* **Exercise requirements**:
Set the listing down unchanged, minus every embedded image.

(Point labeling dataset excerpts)
+===+
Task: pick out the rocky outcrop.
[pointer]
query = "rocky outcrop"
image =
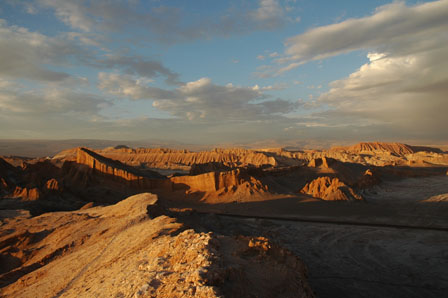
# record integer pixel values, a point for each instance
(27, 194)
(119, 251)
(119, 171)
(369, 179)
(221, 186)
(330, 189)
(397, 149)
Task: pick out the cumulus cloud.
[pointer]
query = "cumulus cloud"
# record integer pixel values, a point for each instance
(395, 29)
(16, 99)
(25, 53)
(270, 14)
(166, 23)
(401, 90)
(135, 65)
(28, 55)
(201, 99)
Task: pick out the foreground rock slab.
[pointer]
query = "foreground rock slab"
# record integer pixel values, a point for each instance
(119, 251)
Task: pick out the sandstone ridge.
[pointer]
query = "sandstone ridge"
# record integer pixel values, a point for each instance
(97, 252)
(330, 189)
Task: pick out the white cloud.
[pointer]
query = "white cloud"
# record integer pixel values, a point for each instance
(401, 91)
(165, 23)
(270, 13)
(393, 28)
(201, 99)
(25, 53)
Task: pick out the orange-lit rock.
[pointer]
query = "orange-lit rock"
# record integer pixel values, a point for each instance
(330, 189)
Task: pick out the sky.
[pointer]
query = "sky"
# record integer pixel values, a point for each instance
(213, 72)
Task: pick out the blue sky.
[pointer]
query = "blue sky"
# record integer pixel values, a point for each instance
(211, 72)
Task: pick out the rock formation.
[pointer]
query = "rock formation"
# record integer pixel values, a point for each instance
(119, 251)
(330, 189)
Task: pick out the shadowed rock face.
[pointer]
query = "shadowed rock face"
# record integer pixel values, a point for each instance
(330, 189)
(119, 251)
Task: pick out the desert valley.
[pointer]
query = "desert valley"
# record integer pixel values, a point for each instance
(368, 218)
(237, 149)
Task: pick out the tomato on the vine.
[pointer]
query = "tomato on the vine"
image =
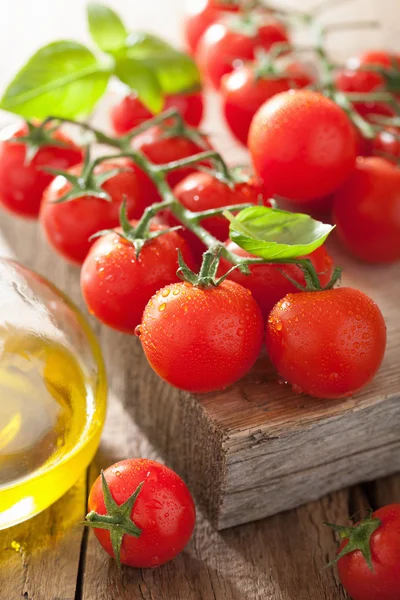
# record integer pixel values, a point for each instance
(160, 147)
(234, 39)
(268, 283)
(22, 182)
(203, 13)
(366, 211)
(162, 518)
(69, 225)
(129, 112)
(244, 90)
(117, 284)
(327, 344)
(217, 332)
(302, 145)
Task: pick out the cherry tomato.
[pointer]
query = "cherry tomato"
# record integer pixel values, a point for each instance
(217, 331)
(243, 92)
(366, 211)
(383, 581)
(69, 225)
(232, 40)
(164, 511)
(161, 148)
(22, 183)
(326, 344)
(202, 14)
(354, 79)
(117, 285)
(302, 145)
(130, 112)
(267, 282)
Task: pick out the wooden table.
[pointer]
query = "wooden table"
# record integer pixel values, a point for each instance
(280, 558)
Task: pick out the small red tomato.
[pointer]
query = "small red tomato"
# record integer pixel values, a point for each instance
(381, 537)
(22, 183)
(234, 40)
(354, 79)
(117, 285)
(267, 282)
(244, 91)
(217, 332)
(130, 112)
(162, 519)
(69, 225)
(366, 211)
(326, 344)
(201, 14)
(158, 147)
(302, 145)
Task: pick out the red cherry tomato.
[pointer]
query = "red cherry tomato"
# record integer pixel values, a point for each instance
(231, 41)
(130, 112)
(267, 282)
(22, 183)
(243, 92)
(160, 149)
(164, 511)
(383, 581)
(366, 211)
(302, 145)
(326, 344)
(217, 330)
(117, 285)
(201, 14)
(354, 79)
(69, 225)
+===+
* **Written response**:
Task: pick out the rocky outcrop.
[pointer]
query = "rocky outcrop"
image =
# record integer pixel values, a point for each instance
(27, 194)
(119, 251)
(119, 171)
(369, 179)
(221, 186)
(330, 189)
(397, 149)
Task: pick out the cumulus cloud.
[pointer]
query = "cumulus cloud"
# record integer pixel values, a point for each instance
(395, 29)
(16, 99)
(25, 53)
(270, 14)
(166, 23)
(401, 90)
(135, 65)
(28, 55)
(201, 99)
Task: pick out the foreground rock slab.
[pointer]
query = "foreground rock slab"
# record integer pixel values, a point for each instance
(119, 251)
Task: pick out the sandstone ridge.
[pointer]
query = "sandstone ridge"
# record integer pixel values, a point for each instance
(97, 252)
(330, 189)
Task: pick out the white cloud.
[pointer]
query = "white cloud"
# record integer pixel values, a point for each instance
(401, 91)
(165, 23)
(270, 13)
(393, 28)
(201, 99)
(25, 53)
Task: pick out the orange-lit rock.
[pointer]
query = "orange-lit rock"
# record integer pixel values, a point for each instance
(330, 189)
Task: pick out the sky.
[pointer]
query = "sky"
# record integer pixel values, a point for each instance
(213, 72)
Task: pick out the blue sky.
[pointer]
query = "blue sky"
# record integer pixel values, a point for each instance
(211, 72)
Task: pick out the rock formation.
[pointer]
query = "rock formation"
# record integer pixel values, a point for each instance
(119, 251)
(330, 189)
Task: pick out the shadowed rock face.
[pointer]
query = "shadowed rock face"
# record integer pixel values, a point for each instance
(330, 189)
(119, 251)
Task: pick out the desert valley.
[pointer]
query = "desert valley"
# record integer pixel values, a point for each instance
(368, 218)
(237, 149)
Task: pick out the tomato on the vine.
[pointer]
query = "tomato on the vine"
image =
# record integer pixel values, a point for each instance
(160, 147)
(234, 39)
(268, 283)
(22, 182)
(203, 13)
(366, 211)
(162, 518)
(69, 225)
(129, 112)
(244, 90)
(117, 284)
(327, 344)
(217, 332)
(302, 145)
Task: pick out the cherry tomato.
[pointer]
query = "cherry tomato"
# record integer pixel values, a point for each instance
(217, 331)
(243, 92)
(366, 211)
(383, 581)
(69, 225)
(232, 40)
(164, 511)
(161, 148)
(22, 183)
(326, 344)
(202, 14)
(354, 79)
(117, 285)
(302, 145)
(130, 112)
(267, 282)
Task: pick out the wooden table.
[pointer]
query = "wooden table"
# record integer pixel values, a point for each instance
(280, 558)
Task: pick out the small red tomato.
[pointer]
query = "small red tomato"
# record integer pixel values, a point for each instance
(381, 537)
(22, 183)
(234, 40)
(354, 79)
(117, 285)
(267, 282)
(244, 91)
(217, 332)
(130, 112)
(162, 519)
(69, 225)
(366, 211)
(326, 344)
(201, 14)
(158, 147)
(302, 145)
Task: pick out the red cherry tomato.
[pointer]
query = "red cherry tomato"
# record integer pixel values, a point for each instance
(231, 41)
(130, 112)
(267, 282)
(22, 183)
(243, 92)
(160, 149)
(164, 511)
(383, 581)
(366, 211)
(302, 145)
(326, 344)
(217, 330)
(117, 285)
(201, 14)
(354, 79)
(69, 225)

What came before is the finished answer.